[TEXT SECTION]
· · · · ·
I still thought I was watching a cooking show when Massimo Battura showed up on screen in the first episode. Although the voice of a food critic had already been introduced to help me understand that this man was special. We see him in the kitchen of his restaurant, Osteria Francescana in Modena, Italy. We see him in the market gathering the best ingredients. We see him in the fields chatting with farmers. But it isn’t until we meet his wife, Lara Gilmore, that we really get to know Massimo. Because she is literally interpreting his actions for the people around them. Don’t get me wrong, their relationship is actually very charming and their love for each other is palpable, but it is their very closeness that highlights how far the rest of the world is from understanding him. At one point, I’d swear Bottura admits that he’d be nothing without her explaining his vision to others.

Bottura is the classic misunderstood genius. Filled with ideas too big for his small town, he has to travel to New York and then Paris to get recognized. He comes home with even bigger, more refined ideas and then he’s really too obscure for those at home who just want their Italian food the way it’s been cooked for thousands of years. A critic comes in and demolishes him. Finally, at long last, an even bigger critic comes in and sees the genius of the man.

Doesn’t sound too bad, does it? In some ways it’s what we all strive for—to be extraordinary and to have the world finally recognize it. You get the feeling that the world will never fully understand Bottura, but once we accept that he’s beyond us, we can worship at his feet and trust in his genius (now that it’s been recognized if not fully understood). In fact, he might lose some of his charm if we did understand him. He might become more like one of us.

The Intellectual

I didn’t understand what rankled me about environmentalist/chef Dan Barber until my husband started talking about him. The man, at least as edited for this series, comes off as a condescending prick. See, he knows things about food and the land that the rest of us are failing to see. He wants to educate us through his food (at two restaurants named Blue Hill in New England) and to help us save the world by eating good ingredients that are actually in season and good for the earth.
· · · · ·
[DATA SECTION]
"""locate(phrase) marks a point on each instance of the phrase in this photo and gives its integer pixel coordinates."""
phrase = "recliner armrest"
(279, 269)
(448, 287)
· · · · ·
[EXERCISE PROMPT]
Reproduce the passage on the chefs word for word, starting with "The Intellectual" and going on through "for the earth.".

[RESULT BELOW]
The Intellectual

I didn’t understand what rankled me about environmentalist/chef Dan Barber until my husband started talking about him. The man, at least as edited for this series, comes off as a condescending prick. See, he knows things about food and the land that the rest of us are failing to see. He wants to educate us through his food (at two restaurants named Blue Hill in New England) and to help us save the world by eating good ingredients that are actually in season and good for the earth.